Return only the line that contains "Point to the triangular" and each line after it, through the last line of the data below, copied exactly.

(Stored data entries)
begin

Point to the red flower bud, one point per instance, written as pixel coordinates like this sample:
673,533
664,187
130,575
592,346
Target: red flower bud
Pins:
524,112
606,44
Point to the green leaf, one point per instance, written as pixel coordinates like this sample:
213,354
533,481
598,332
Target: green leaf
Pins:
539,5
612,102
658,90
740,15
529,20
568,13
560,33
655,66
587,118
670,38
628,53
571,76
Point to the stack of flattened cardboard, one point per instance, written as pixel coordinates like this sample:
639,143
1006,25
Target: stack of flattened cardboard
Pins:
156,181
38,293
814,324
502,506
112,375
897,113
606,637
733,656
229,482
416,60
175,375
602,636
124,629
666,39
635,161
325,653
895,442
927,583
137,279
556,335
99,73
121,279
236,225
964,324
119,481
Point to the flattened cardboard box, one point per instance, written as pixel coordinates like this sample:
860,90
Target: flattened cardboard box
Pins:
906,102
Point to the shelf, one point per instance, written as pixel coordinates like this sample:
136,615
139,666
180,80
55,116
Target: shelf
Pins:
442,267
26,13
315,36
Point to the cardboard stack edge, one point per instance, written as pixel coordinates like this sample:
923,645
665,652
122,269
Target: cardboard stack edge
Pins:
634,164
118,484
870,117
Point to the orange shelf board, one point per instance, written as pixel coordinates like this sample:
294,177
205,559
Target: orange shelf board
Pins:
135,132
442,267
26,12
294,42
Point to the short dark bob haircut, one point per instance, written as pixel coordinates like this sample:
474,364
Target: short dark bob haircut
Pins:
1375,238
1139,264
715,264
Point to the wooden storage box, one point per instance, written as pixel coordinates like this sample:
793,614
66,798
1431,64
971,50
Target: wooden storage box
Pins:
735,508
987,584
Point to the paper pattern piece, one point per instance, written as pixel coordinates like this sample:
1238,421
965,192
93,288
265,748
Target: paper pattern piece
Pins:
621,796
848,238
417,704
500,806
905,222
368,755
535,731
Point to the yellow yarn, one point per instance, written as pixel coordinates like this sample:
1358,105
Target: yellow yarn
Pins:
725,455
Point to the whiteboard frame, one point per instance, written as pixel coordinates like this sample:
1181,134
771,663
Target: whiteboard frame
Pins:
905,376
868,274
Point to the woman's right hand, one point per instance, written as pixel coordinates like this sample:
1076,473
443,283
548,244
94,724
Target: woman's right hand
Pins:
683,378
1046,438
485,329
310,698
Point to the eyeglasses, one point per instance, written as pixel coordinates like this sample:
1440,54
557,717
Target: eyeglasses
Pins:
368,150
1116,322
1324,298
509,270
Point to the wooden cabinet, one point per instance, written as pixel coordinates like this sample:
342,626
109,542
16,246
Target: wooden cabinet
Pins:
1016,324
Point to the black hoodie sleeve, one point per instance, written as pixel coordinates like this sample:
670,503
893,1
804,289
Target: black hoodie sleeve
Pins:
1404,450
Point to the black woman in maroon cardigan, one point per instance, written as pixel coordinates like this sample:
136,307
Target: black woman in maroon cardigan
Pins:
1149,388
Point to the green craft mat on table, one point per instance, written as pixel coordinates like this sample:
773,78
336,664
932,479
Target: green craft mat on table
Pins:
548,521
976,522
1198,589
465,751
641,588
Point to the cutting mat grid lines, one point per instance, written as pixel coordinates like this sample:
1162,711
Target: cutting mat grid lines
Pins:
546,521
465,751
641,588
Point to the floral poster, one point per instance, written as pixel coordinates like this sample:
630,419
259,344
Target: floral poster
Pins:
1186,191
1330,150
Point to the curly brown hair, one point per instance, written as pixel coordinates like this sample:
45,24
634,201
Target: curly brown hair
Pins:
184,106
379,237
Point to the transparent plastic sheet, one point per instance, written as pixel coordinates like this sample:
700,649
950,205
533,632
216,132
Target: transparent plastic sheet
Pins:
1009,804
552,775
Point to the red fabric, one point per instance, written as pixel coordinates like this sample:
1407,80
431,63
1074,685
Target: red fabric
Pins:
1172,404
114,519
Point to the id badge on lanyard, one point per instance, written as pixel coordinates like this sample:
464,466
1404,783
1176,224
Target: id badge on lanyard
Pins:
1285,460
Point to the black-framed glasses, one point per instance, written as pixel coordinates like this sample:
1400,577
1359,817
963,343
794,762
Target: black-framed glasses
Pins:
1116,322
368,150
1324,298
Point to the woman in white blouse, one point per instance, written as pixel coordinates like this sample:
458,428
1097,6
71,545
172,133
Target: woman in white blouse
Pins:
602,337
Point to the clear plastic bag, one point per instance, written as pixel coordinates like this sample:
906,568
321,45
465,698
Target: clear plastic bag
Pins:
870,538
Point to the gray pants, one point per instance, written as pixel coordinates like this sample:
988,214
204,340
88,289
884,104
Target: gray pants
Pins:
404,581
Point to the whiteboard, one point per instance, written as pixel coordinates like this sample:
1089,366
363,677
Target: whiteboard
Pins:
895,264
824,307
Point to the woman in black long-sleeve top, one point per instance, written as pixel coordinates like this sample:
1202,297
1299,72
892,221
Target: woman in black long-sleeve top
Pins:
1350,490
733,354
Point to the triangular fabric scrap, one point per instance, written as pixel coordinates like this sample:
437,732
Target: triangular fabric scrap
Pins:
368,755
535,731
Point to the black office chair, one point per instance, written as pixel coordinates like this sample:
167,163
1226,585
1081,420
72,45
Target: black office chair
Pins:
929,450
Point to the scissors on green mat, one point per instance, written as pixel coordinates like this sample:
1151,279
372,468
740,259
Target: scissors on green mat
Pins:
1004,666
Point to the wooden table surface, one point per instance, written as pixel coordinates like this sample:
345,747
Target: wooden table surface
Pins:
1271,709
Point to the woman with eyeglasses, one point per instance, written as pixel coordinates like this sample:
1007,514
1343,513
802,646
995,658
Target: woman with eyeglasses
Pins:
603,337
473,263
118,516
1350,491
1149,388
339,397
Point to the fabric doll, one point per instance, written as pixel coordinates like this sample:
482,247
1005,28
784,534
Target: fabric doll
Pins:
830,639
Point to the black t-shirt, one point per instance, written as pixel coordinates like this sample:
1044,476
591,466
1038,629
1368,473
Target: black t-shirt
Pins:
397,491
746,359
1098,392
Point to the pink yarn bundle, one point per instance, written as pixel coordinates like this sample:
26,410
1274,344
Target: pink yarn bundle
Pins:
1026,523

end

### Right answer:
Point to the triangular fabric scrap, one point per instance, written as pixel coordinates like this sample:
437,732
Target: triangular fabric scrap
Pins:
368,755
535,731
Point to the black office chair, one point per instance, written as pixel coordinates like this sample:
167,163
1226,585
1081,420
72,45
Target: black office chair
Pins:
929,450
Point to the scissors on green mat, one point per instance, written as pixel coordinates like this sample:
1151,279
372,468
740,259
Target: scissors on green mat
Pins:
1004,666
Point to the wooden table surface, one point per instance, written as pixel coordinates like this sample:
345,747
Target: wooden table surface
Pins:
1271,709
Point to the woman with eyeglasses, one point per instance, written as pixel coordinates like this sample:
1007,514
1343,513
802,646
995,658
Target: woman with eyeglasses
Pins:
603,337
473,263
118,516
1350,491
1149,388
339,397
Point to the fabric doll, one point per instance, written as pixel coordinates like this sample:
482,247
1005,28
784,534
Target: fabric doll
Pins:
830,639
Point to the black t-shirt, one point per instance, written as pixel coordinates like this sample:
1044,476
591,466
1038,629
1368,473
Target: black t-shirt
Pins:
397,491
746,359
1098,392
Point to the pink yarn bundle, one point per instance, written as pixel coordinates like this sample:
26,410
1274,344
Target: pink yarn bundle
Pins:
1026,523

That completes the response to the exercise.